◆ **CONSIGNES DE TRAVAIL**
• A. Dans l'extrait à lire, quelle juridiction a rejeté la demande des trois sociétés par le jugement du 19 janvier 2017 ?
• B. Recopiez le passage de l'extrait à lire qui va de « Vu la procédure » jusqu'à « rejeté leur demande. ».

Vu la procédure suivante :
Procédure contentieuse antérieure :
La société JSC Investissement, la société Sodec et la société Sodec Commercialisation et Gestion ont demandé au Tribunal administratif de Paris de condamner la société Aéroports de Paris à verser, d'une part, à la société JSC Investissement, sur le fondement de la responsabilité contractuelle, une somme globale de 337 755 000 euros au titre du protocole du 23 juillet 2003 et de l'avenant du 20 avril 2004 et, d'autre part, à la société Sodec et à la société Sodec Commercialisation et Gestion, sur le fondement de la responsabilité extracontractuelle, les sommes respectives de 50 790 000 euros et de 23 516 000 euros.
Par un jugement n° 1431395 du 19 janvier 2017, le Tribunal administratif de Paris a rejeté leur demande.
Procédure devant la Cour :
Par une requête et des mémoires, enregistrés les 20 mars 2017, 4 août 2017,
1er mars 2018, 20 mars 2018, 15 janvier 2019 et 26 février 2019, la société JSC Investissement, la société Sodec et la société Sodec Commercialisation et Gestion, représentées par Me C...et MeB..., demandent à la Cour dans le dernier état de leurs écritures :
1°) d'annuler ce jugement ;
2°) de condamner la société Aéroports de Paris (ADP) à verser à la société JSC Investissement une somme de 237 755 000 euros au titre de la perte de sa marge promoteur résultant de l'inexécution du protocole d'accord du 23 juillet 2003 par lequel l'établissement public Aéroports de Paris et les sociétés JSC Investissement et Sogeprom ont convenu de l'implantation d'un centre commercial, et une somme de 100 000 000 euros au titre de son préjudice de développement, sommes assorties des intérêts au taux légal à compter de l'assignation du 13 juin 2013 et de la capitalisation des intérêts ;
3°) de condamner la société ADP à verser à la société Sodec une somme de 50 790 000 euros au titre de la perte d'honoraires de la maîtrise d'ouvrage déléguée et une somme de 100 000 000 euros au titre de son préjudice de développement, sommes assorties des intérêts au taux légal à compter de l'assignation du 13 juin 2013 et de la capitalisation des intérêts ;
4°) de condamner la société ADP à verser à la société Sodec Commercialisation et Gestion une somme de 23 516 000 euros au titre de la perte d'honoraires pour les missions de conception, de programmation, de commercialisation et de gestion de l'équipement commercial, assortie des intérêts au taux légal à compter de l'assignation du 13 juin 2013 et de la capitalisation des intérêts ;
5°) subsidiairement, d'ordonner une expertise pour chiffrer l'ensemble des préjudices des sociétés JSC Investissement, Sodec et Sodec Commercialisation et Gestion ;
6°) de mettre à la charge de la société ADP le versement d'une somme globale de 20 000 euros sur le fondement de l'article L. 761-1 du code de justice administrative.

◆ **DOCUMENTS FOURNIS**
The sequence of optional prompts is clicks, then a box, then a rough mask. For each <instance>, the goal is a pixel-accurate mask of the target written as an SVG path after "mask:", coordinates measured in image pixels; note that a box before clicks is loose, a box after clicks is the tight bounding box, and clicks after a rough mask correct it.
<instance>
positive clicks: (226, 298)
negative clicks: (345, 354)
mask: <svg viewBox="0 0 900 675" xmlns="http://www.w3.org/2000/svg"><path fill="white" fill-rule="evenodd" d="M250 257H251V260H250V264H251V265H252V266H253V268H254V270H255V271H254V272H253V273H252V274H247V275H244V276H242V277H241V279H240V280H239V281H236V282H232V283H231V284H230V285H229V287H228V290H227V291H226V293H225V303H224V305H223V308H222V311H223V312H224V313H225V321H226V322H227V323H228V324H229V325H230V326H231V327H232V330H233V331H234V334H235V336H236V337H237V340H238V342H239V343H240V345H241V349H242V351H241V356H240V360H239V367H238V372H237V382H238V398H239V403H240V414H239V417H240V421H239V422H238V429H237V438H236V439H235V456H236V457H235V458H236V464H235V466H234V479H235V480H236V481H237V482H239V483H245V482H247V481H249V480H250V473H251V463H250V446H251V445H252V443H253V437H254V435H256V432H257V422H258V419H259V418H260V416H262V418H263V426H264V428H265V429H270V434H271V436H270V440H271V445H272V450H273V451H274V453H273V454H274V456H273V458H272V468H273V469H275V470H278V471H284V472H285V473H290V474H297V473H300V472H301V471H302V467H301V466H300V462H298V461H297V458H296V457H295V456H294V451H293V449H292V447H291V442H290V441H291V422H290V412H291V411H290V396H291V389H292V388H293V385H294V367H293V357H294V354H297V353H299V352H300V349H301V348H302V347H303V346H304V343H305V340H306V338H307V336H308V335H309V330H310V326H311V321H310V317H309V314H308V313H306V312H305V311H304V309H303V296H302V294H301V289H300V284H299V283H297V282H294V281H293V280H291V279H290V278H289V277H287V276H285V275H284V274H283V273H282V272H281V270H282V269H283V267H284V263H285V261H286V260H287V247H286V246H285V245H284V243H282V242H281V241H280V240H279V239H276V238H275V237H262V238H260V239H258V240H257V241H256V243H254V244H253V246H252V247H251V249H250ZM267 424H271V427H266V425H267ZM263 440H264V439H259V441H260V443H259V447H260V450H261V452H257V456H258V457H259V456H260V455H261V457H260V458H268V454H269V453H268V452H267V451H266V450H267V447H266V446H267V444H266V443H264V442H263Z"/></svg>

--

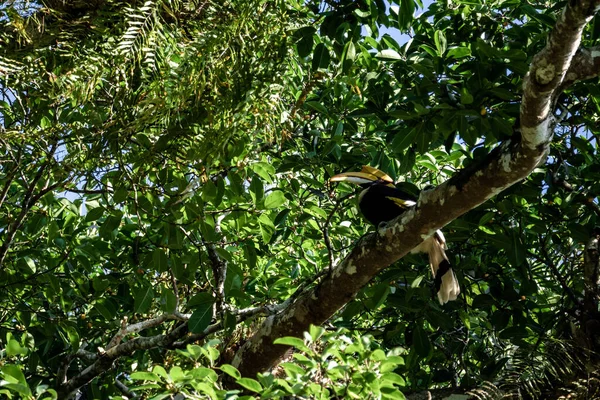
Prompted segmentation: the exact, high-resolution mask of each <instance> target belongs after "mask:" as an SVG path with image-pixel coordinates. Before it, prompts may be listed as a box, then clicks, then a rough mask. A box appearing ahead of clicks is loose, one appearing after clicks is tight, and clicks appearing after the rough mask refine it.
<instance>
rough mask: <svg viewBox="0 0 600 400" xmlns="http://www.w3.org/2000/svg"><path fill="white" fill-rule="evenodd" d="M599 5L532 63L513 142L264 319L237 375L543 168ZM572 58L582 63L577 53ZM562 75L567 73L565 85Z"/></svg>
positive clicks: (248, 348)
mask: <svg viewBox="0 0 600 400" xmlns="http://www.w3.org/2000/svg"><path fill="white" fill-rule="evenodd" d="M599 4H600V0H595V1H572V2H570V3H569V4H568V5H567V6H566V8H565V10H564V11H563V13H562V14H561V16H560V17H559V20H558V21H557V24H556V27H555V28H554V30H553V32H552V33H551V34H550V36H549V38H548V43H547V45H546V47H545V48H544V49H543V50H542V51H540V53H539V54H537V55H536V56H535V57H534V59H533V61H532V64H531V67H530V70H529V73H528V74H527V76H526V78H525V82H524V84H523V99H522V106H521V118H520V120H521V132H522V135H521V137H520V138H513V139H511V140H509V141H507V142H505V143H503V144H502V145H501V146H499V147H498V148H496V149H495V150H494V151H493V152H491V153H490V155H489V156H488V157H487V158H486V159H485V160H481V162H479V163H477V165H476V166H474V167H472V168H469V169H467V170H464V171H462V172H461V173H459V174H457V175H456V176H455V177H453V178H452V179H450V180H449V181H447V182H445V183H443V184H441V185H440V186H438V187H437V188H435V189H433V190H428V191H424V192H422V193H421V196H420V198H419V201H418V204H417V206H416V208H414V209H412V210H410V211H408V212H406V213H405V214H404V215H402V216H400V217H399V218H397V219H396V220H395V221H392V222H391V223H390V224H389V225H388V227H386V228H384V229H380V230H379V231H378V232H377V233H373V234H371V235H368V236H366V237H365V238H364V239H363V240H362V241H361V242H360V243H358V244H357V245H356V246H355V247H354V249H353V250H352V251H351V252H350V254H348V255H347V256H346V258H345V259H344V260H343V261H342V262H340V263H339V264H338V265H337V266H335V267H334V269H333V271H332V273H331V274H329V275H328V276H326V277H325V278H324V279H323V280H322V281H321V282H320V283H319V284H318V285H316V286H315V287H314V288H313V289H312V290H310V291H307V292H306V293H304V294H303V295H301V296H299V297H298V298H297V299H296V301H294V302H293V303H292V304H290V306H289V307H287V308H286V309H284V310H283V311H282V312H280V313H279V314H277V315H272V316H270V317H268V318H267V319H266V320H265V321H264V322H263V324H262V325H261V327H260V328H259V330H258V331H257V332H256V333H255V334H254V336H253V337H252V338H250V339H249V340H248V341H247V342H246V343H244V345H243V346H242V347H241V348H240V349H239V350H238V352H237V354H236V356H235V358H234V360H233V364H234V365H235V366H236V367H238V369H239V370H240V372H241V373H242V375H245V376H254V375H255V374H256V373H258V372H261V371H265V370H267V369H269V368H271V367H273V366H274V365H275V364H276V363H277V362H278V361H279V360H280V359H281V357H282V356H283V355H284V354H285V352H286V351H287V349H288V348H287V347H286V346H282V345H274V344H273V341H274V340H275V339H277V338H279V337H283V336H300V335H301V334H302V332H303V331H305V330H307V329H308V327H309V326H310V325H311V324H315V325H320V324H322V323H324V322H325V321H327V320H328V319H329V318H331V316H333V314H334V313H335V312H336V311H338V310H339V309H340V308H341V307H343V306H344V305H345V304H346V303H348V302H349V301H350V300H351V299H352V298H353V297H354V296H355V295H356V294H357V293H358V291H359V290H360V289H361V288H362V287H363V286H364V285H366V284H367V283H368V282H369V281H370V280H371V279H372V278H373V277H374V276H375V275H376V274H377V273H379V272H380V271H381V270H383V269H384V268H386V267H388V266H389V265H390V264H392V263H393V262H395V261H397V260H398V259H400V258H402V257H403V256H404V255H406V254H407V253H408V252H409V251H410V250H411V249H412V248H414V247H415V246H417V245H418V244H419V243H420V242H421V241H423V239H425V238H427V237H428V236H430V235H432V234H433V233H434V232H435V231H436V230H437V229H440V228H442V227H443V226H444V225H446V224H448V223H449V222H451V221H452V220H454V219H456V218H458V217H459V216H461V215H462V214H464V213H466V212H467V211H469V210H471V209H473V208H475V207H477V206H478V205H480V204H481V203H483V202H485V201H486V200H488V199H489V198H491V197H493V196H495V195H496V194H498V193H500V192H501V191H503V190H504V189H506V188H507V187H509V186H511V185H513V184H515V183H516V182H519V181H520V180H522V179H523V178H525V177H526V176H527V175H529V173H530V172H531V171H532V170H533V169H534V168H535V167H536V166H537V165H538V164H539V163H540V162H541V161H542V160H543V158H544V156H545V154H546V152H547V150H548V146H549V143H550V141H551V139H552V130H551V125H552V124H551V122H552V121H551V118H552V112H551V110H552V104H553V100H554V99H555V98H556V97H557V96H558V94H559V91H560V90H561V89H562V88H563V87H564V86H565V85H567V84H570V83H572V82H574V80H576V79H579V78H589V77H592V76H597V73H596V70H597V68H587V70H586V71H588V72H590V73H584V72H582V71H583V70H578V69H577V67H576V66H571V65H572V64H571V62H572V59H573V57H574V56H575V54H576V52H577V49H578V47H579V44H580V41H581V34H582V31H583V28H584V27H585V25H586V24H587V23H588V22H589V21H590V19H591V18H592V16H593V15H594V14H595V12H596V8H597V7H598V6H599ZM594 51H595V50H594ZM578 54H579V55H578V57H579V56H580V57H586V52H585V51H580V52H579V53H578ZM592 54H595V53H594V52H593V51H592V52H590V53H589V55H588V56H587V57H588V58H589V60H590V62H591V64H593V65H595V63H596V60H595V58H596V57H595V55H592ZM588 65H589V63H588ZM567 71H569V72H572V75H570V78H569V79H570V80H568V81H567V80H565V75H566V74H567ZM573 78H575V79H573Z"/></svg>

◆ **CORRIGÉ DE L'EXERCICE**
• A. Le Tribunal administratif de Paris.

• B.
Vu la procédure suivante :
Procédure contentieuse antérieure :
La société JSC Investissement, la société Sodec et la société Sodec Commercialisation et Gestion ont demandé au Tribunal administratif de Paris de condamner la société Aéroports de Paris à verser, d'une part, à la société JSC Investissement, sur le fondement de la responsabilité contractuelle, une somme globale de 337 755 000 euros au titre du protocole du 23 juillet 2003 et de l'avenant du 20 avril 2004 et, d'autre part, à la société Sodec et à la société Sodec Commercialisation et Gestion, sur le fondement de la responsabilité extracontractuelle, les sommes respectives de 50 790 000 euros et de 23 516 000 euros.
Par un jugement n° 1431395 du 19 janvier 2017, le Tribunal administratif de Paris a rejeté leur demande.